● **Problem requirements**: Convert the data, from the line containing "Point on each instance of the wall" through the end of the data (both included), into a JSON list of strings with one string per line and no blank lines.

● **Records to use**:
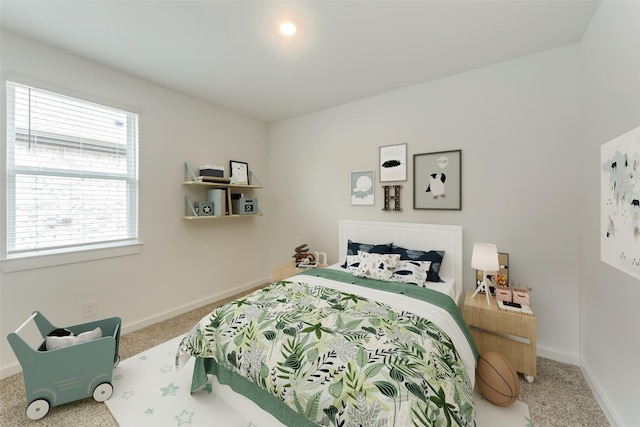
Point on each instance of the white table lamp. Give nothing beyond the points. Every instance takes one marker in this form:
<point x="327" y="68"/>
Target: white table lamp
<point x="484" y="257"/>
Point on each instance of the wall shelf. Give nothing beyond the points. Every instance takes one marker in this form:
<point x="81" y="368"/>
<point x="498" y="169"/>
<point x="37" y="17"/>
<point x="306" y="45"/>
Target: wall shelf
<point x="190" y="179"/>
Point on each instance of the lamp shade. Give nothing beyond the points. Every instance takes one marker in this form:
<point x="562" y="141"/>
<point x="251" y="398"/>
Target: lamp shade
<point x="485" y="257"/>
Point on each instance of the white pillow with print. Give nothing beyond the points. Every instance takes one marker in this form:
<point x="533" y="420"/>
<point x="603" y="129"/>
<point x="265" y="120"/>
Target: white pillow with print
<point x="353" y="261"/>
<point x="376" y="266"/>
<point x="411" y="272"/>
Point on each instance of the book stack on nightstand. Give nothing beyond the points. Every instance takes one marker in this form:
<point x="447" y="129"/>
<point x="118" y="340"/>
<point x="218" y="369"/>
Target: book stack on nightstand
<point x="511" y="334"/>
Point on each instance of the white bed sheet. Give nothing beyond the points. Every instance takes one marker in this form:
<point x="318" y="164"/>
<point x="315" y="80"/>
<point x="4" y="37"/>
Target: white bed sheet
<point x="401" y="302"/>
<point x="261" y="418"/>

● **Exercise solution**:
[
  "Point on each instance of the wall shelf. Give nothing beyond the points. Every instance takes one marker in this form:",
  "<point x=\"81\" y=\"368\"/>",
  "<point x=\"498\" y=\"169\"/>",
  "<point x=\"37\" y=\"17\"/>",
  "<point x=\"306\" y=\"45\"/>",
  "Target: wall shelf",
  "<point x=\"190\" y=\"179\"/>",
  "Point on each instance of the lamp shade. Give nothing beyond the points. Every instance takes one marker in this form:",
  "<point x=\"562\" y=\"141\"/>",
  "<point x=\"251\" y=\"398\"/>",
  "Target: lamp shade",
  "<point x=\"485\" y=\"257\"/>",
  "Point on each instance of the white pillow with print. Give nothing beyond the points. Every instance takes one marker in this form:",
  "<point x=\"533\" y=\"420\"/>",
  "<point x=\"603\" y=\"129\"/>",
  "<point x=\"265\" y=\"120\"/>",
  "Target: white pillow with print",
  "<point x=\"353\" y=\"261\"/>",
  "<point x=\"376\" y=\"266\"/>",
  "<point x=\"411\" y=\"272\"/>",
  "Point on each instance of the book stack on nightstand. Give nothing beyond the points. Every instance takes one marker in this form:",
  "<point x=\"447\" y=\"129\"/>",
  "<point x=\"118\" y=\"340\"/>",
  "<point x=\"218\" y=\"369\"/>",
  "Target: book stack on nightstand",
  "<point x=\"511\" y=\"334\"/>",
  "Point on each instance of the white bed sheet. Give nothing beyond the points. Every instance takes one marker in this form:",
  "<point x=\"318\" y=\"164\"/>",
  "<point x=\"315\" y=\"80\"/>",
  "<point x=\"4\" y=\"37\"/>",
  "Target: white bed sheet",
  "<point x=\"401\" y=\"302\"/>",
  "<point x=\"261\" y=\"418\"/>"
]